_Exercises to complete_:
a. According to the schema design post, which two database systems has the writer mostly worked with?
b. Reproduce everything in the schema design post from "The textbook discussions" down to "already in BCNF?".

* START Text section *

0

I have many years of experience as a software engineer, and have worked extensively with databases, mostly Oracle and Postgres. I use what might charitably be called an informal design methodology for database schemas. I sketch out something like an E/R diagram, and I then generate DDL from there. Over time, I modify the schema from there as more requirements arrive. I had rigorous training on the academic side of computer science, and I wrote MSc and PhD dissertations on topics relating to databases. I understand dependencies, normal forms, and the decomposition approach. And I find this approach to schema design to be completely useless in the real world.

I am now teaching a senior-level course on database systems, and I dutifully covered the classical material on schema design, including dependenices, normal forms, decomposition. But I remain unconvinced of the actual value of this approach.

The textbook discussions of these theoretical topics, start with very badly designed schemas, and functional dependencies that come from ... well, I don't know. They're just there, and then they guide you to a better schema. But starting with a good Entity/Relationship model, you probably start with a pretty good schema. And if you understand what your entities are, and what their attributes are -- aren't you basically starting with tables already in BCNF?

For those of you who design and maintain schemas, do you actually use dependency theory and normal forms? Or do you just wing it like I do?

* END Text section *
* START Listed records *

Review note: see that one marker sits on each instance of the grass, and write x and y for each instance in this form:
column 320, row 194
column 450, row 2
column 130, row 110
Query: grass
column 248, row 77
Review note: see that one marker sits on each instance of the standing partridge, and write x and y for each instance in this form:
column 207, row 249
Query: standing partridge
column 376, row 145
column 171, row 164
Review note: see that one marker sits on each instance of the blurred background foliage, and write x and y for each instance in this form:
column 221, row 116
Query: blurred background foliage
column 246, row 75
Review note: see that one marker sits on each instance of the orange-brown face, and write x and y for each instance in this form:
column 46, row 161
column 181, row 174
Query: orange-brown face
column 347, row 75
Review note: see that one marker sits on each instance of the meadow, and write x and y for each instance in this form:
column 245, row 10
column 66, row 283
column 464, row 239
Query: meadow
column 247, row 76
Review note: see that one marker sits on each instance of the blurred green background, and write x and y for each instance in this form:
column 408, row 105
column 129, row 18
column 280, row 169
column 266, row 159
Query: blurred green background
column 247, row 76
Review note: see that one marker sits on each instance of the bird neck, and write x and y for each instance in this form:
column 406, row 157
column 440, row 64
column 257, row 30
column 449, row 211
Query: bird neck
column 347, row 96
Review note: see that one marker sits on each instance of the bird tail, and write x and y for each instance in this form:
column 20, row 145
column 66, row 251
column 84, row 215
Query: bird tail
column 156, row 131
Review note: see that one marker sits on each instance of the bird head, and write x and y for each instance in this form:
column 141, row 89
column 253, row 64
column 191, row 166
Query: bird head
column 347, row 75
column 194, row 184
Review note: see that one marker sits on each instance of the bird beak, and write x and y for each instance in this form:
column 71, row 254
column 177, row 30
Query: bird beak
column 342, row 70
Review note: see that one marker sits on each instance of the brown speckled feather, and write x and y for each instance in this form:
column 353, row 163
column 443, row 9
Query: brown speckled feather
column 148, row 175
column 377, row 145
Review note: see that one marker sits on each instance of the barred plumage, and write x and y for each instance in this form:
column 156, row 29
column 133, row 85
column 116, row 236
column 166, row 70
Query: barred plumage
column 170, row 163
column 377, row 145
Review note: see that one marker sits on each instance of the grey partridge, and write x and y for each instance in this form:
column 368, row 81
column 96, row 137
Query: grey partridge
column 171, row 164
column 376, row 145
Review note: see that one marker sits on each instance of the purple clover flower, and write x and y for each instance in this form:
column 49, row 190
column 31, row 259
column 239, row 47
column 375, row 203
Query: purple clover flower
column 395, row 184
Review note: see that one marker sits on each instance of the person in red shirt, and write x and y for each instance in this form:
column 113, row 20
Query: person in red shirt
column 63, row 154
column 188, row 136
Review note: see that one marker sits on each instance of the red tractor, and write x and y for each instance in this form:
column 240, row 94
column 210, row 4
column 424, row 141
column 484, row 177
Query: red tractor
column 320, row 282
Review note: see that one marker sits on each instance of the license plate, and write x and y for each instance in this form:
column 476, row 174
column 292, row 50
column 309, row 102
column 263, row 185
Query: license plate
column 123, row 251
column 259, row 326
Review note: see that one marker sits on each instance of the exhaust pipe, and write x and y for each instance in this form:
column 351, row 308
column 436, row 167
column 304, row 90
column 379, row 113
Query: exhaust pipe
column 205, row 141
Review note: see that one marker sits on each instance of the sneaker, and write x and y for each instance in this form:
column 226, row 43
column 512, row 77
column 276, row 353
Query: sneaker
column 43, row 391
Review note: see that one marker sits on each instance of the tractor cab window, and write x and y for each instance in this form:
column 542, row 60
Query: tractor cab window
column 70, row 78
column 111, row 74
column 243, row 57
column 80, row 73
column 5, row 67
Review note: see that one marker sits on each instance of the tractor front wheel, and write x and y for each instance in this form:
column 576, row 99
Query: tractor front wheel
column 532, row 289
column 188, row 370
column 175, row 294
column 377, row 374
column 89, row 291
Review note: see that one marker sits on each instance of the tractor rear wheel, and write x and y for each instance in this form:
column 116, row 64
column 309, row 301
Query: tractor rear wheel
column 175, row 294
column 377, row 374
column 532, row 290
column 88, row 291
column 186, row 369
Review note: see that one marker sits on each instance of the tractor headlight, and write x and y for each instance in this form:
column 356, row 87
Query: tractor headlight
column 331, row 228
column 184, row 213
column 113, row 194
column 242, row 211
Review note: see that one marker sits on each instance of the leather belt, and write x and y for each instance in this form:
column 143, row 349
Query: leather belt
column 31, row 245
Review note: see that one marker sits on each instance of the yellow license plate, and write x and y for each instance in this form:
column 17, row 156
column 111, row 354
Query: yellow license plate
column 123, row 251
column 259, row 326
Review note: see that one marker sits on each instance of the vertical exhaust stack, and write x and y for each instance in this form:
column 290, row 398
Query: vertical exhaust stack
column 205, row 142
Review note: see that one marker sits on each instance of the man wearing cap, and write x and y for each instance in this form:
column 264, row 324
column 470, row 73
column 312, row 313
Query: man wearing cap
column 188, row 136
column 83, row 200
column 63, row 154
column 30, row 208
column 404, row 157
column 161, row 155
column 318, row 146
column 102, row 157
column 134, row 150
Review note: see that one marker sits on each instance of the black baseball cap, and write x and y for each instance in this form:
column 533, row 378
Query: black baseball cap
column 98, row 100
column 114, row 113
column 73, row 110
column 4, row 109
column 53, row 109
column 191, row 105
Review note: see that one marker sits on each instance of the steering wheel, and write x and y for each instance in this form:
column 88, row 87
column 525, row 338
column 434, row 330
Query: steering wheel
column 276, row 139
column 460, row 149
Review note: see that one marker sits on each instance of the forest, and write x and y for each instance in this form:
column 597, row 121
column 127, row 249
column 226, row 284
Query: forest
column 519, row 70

* END Listed records *

_Answers by task_:
a. Oracle and Postgres.

b.
The textbook discussions of these theoretical topics, start with very badly designed schemas, and functional dependencies that come from ... well, I don't know. They're just there, and then they guide you to a better schema. But starting with a good Entity/Relationship model, you probably start with a pretty good schema. And if you understand what your entities are, and what their attributes are -- aren't you basically starting with tables already in BCNF?